## Instructions for the task
Return the tail of the records exactly, starting from the line containing "child in orange" and ending with the final line.

## Provided records
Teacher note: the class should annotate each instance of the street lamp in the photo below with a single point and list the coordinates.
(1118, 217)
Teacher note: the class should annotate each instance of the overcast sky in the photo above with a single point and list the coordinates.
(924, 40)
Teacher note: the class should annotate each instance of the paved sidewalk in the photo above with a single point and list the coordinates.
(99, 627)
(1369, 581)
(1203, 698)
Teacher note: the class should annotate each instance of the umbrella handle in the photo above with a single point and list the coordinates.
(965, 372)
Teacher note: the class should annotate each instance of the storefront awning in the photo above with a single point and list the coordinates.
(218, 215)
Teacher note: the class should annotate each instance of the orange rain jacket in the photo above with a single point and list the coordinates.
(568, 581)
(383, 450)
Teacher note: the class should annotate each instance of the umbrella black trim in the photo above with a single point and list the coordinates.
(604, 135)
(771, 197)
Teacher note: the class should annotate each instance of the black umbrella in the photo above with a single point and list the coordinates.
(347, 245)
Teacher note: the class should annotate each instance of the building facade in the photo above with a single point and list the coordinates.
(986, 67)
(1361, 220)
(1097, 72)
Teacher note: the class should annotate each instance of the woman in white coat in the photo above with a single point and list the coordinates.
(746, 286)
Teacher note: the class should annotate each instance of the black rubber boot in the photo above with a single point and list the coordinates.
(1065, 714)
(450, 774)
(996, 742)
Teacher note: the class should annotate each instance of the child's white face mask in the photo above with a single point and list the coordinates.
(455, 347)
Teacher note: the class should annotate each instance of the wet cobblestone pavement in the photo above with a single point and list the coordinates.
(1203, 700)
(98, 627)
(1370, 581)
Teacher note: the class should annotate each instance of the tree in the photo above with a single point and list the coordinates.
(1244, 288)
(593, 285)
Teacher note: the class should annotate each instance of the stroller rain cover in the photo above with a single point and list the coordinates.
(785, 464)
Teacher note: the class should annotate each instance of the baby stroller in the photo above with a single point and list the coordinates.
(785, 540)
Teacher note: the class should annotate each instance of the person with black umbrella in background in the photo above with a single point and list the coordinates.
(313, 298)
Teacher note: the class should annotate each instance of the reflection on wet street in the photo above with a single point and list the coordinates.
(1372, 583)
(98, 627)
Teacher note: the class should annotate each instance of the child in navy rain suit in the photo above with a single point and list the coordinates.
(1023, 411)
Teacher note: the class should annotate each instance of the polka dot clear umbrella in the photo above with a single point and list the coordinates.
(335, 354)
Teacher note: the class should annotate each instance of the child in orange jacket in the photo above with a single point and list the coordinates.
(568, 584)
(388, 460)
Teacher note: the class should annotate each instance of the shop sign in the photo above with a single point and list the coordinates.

## Answer for the task
Teacher note: the class should annotate each instance of the child in orange jacket in the photo above with a single point and list the coordinates.
(568, 584)
(388, 460)
Teacher note: the class should annotate each instance of the shop sign in the photo above with a single point and list the coordinates.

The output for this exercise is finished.